GIVEN REQUEST:
Edit the records below by changing "leafy green tree" to "tree" and leaving everything else unchanged, then write out all of them.
— start of EXERCISE MATERIALS —
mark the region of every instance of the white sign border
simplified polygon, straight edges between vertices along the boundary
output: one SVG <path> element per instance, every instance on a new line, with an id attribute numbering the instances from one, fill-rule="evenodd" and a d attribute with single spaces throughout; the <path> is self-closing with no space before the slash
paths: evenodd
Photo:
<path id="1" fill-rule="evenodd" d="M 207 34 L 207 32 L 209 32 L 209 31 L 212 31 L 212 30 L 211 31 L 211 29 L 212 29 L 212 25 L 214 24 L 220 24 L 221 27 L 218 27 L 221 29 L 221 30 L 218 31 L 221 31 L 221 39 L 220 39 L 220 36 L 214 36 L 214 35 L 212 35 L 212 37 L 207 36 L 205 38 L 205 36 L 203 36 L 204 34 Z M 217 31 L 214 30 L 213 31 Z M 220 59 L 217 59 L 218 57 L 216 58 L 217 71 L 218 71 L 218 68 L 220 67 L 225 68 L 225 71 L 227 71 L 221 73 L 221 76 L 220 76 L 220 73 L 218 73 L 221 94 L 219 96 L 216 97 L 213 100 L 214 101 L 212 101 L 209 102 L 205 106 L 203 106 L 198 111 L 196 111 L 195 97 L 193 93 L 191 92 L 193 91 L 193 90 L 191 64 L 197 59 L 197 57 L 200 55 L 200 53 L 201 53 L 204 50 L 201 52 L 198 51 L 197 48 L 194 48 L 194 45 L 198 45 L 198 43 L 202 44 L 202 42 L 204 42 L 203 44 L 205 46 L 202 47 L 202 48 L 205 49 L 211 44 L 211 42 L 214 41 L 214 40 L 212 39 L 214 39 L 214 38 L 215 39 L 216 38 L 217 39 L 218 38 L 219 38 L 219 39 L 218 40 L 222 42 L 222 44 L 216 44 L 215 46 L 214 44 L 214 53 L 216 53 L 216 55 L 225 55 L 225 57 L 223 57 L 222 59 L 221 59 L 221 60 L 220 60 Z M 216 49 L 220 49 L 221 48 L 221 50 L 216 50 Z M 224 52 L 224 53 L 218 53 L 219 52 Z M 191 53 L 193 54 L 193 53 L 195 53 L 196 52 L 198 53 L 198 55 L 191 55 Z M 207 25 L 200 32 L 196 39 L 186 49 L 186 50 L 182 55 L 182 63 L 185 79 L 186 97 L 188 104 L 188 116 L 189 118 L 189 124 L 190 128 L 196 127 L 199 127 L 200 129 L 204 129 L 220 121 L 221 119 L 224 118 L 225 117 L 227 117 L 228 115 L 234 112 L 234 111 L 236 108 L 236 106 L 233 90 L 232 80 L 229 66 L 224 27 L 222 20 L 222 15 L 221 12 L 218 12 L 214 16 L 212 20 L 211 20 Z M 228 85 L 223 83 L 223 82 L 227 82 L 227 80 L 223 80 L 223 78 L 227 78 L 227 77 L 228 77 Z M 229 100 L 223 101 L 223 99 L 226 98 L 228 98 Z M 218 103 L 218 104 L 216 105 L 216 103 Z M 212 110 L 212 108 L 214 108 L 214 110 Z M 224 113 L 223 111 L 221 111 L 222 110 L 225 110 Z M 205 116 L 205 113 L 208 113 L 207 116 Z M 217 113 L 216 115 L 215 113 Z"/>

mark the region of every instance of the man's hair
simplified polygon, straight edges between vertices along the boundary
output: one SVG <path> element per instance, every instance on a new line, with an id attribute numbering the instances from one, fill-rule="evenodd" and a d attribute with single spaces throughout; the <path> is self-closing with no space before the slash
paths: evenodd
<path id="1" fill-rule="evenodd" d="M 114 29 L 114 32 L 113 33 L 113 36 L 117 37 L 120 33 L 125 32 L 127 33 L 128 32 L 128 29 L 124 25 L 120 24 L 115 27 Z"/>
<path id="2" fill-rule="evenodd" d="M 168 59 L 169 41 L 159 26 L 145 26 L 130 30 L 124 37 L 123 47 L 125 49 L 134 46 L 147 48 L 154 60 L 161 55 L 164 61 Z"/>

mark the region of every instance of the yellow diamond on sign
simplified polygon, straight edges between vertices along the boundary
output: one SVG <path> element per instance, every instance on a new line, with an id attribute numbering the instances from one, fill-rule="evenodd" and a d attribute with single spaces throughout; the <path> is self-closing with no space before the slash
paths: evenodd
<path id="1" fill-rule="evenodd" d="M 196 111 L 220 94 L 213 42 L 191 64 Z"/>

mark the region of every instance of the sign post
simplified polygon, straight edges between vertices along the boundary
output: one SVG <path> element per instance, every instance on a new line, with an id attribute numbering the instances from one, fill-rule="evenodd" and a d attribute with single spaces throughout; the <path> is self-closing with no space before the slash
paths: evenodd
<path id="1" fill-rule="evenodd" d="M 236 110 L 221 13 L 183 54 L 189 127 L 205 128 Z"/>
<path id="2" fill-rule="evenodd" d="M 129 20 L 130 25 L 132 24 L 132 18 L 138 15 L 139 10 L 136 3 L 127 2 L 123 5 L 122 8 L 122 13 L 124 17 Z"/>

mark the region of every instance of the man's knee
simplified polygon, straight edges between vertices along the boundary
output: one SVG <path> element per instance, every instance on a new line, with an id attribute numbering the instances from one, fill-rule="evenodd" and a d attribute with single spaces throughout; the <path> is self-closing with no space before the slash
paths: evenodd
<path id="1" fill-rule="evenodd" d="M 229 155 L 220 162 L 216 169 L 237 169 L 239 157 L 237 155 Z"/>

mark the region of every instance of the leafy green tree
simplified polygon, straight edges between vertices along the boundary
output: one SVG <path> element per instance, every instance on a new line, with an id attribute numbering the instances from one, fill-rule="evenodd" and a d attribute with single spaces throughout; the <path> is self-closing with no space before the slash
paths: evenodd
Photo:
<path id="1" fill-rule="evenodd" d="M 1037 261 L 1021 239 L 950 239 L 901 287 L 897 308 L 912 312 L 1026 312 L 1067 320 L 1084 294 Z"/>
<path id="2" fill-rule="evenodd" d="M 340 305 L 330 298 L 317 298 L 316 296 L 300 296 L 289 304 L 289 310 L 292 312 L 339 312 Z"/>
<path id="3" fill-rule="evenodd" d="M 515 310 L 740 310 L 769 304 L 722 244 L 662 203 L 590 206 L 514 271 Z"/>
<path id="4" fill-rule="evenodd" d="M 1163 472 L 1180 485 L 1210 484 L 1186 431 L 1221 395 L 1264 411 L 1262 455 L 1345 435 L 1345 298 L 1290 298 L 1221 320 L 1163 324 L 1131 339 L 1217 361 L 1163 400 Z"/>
— end of EXERCISE MATERIALS —
ANSWER TO THE EXERCISE:
mark the region of every instance of the white sign border
simplified polygon, straight edges between vertices along the boundary
output: one SVG <path> element per instance, every instance on a new line, with an id attribute numbering the instances from one, fill-rule="evenodd" and a d attribute with single spaces throughout; the <path> is self-closing with no space before the slash
paths: evenodd
Photo:
<path id="1" fill-rule="evenodd" d="M 207 34 L 207 32 L 209 32 L 209 31 L 212 31 L 212 30 L 211 31 L 211 29 L 212 29 L 212 25 L 214 24 L 220 24 L 221 27 L 218 27 L 221 29 L 221 30 L 218 31 L 221 31 L 221 39 L 220 39 L 220 36 L 214 36 L 214 35 L 212 35 L 212 37 L 207 36 L 205 38 L 205 36 L 203 36 L 204 34 Z M 217 31 L 214 30 L 213 31 Z M 220 59 L 217 59 L 218 57 L 216 58 L 217 71 L 218 71 L 218 68 L 220 67 L 225 68 L 225 71 L 227 71 L 221 73 L 221 76 L 220 76 L 220 73 L 218 73 L 221 94 L 219 96 L 216 97 L 213 100 L 214 101 L 212 101 L 209 102 L 205 106 L 203 106 L 198 111 L 196 111 L 195 97 L 193 93 L 191 92 L 193 91 L 193 90 L 191 64 L 197 59 L 197 57 L 200 55 L 200 53 L 201 53 L 204 50 L 201 52 L 198 51 L 197 48 L 194 48 L 194 45 L 198 45 L 198 43 L 202 44 L 202 42 L 204 42 L 203 44 L 205 46 L 202 47 L 202 48 L 205 49 L 211 44 L 211 42 L 214 41 L 214 40 L 212 39 L 214 39 L 214 38 L 215 39 L 216 38 L 217 39 L 218 38 L 219 38 L 219 39 L 218 40 L 222 42 L 222 44 L 216 44 L 215 46 L 214 44 L 214 53 L 216 53 L 216 55 L 225 55 L 225 57 L 223 57 L 222 59 L 221 59 L 221 60 L 220 60 Z M 216 49 L 220 49 L 221 48 L 221 50 L 216 50 Z M 224 52 L 224 53 L 218 53 L 219 52 Z M 191 53 L 193 54 L 193 53 L 195 53 L 196 52 L 198 53 L 198 55 L 191 55 Z M 207 25 L 200 32 L 196 39 L 186 49 L 186 50 L 182 55 L 182 63 L 185 79 L 186 97 L 188 104 L 188 116 L 189 118 L 189 124 L 190 128 L 196 127 L 199 127 L 200 129 L 204 129 L 220 121 L 221 119 L 224 118 L 225 117 L 227 117 L 228 115 L 234 112 L 234 111 L 236 108 L 236 106 L 233 90 L 232 80 L 229 66 L 224 27 L 222 20 L 222 15 L 221 12 L 218 12 L 214 16 L 212 20 L 211 20 Z M 228 85 L 223 83 L 223 82 L 227 82 L 227 80 L 223 80 L 223 78 L 227 78 L 227 77 L 228 77 Z M 229 100 L 223 101 L 223 99 L 226 98 L 228 98 Z M 218 103 L 218 104 L 216 105 L 216 103 Z M 212 110 L 212 108 L 214 108 L 214 110 Z M 224 113 L 223 111 L 221 111 L 222 110 L 225 110 Z M 205 116 L 205 113 L 208 113 L 207 116 Z M 217 113 L 216 115 L 215 113 Z"/>

mark the region of every instance of the man's hair
simplified polygon, straight edges between vertices along the boundary
output: one SVG <path> element per instance, every instance on a new line, with an id attribute numbering the instances from one, fill-rule="evenodd" and a d attribute with single spaces throughout; the <path> is self-closing with no space before the slash
paths: evenodd
<path id="1" fill-rule="evenodd" d="M 114 29 L 114 32 L 113 33 L 113 36 L 117 37 L 120 33 L 125 32 L 127 33 L 128 32 L 128 29 L 124 25 L 120 24 L 115 27 Z"/>
<path id="2" fill-rule="evenodd" d="M 168 59 L 169 41 L 159 26 L 145 26 L 130 30 L 124 37 L 123 47 L 125 49 L 134 46 L 147 48 L 154 60 L 161 55 L 164 61 Z"/>

mark the region of every instance of the yellow diamond on sign
simplified polygon, straight edges between vertices along the boundary
output: one SVG <path> element per instance, every instance on a new line, with an id attribute numbering the instances from one, fill-rule="evenodd" and a d attribute with single spaces throughout; the <path> is self-closing with no space before the slash
paths: evenodd
<path id="1" fill-rule="evenodd" d="M 196 111 L 220 94 L 213 42 L 191 64 Z"/>

mark the region of every instance of the sign post
simplified polygon, straight edges between vertices along the boundary
output: one SVG <path> element per instance, every instance on a new line, with an id attribute numbering the instances from one, fill-rule="evenodd" and a d attribute with single spaces throughout; the <path> is self-closing with no space before the slash
paths: evenodd
<path id="1" fill-rule="evenodd" d="M 236 110 L 221 13 L 183 54 L 189 127 L 205 128 Z"/>
<path id="2" fill-rule="evenodd" d="M 129 20 L 130 25 L 132 24 L 132 18 L 138 15 L 139 10 L 136 3 L 127 2 L 123 5 L 122 8 L 122 13 L 124 17 Z"/>

mark the region of every instance of the man's knee
simplified polygon, straight edges between vertices along the boundary
output: one SVG <path> element per instance, every instance on a new line, with an id attribute numbering the instances from one, fill-rule="evenodd" and a d attribute with single spaces throughout; the <path> is self-closing with no space before the slash
paths: evenodd
<path id="1" fill-rule="evenodd" d="M 229 155 L 220 162 L 216 169 L 237 169 L 239 157 L 237 155 Z"/>

mark the region of every instance of the tree
simplified polygon, straight edges between vertices along the boundary
output: one SVG <path> element per instance, every instance on a new line, with an id attribute numbering the instances from one, fill-rule="evenodd" and a d attribute with single spaces throughout; the <path> is self-closing with no space before the slash
paths: evenodd
Photo:
<path id="1" fill-rule="evenodd" d="M 1037 261 L 1021 239 L 950 239 L 901 287 L 897 308 L 912 312 L 1026 312 L 1067 320 L 1084 294 Z"/>
<path id="2" fill-rule="evenodd" d="M 340 305 L 330 298 L 317 298 L 316 296 L 300 296 L 289 304 L 289 310 L 292 312 L 339 312 Z"/>
<path id="3" fill-rule="evenodd" d="M 515 310 L 740 310 L 769 304 L 722 244 L 662 203 L 590 206 L 514 271 Z"/>
<path id="4" fill-rule="evenodd" d="M 1163 472 L 1180 485 L 1210 484 L 1186 431 L 1221 395 L 1264 411 L 1262 455 L 1345 435 L 1345 298 L 1290 298 L 1221 320 L 1163 324 L 1131 339 L 1217 361 L 1163 400 Z"/>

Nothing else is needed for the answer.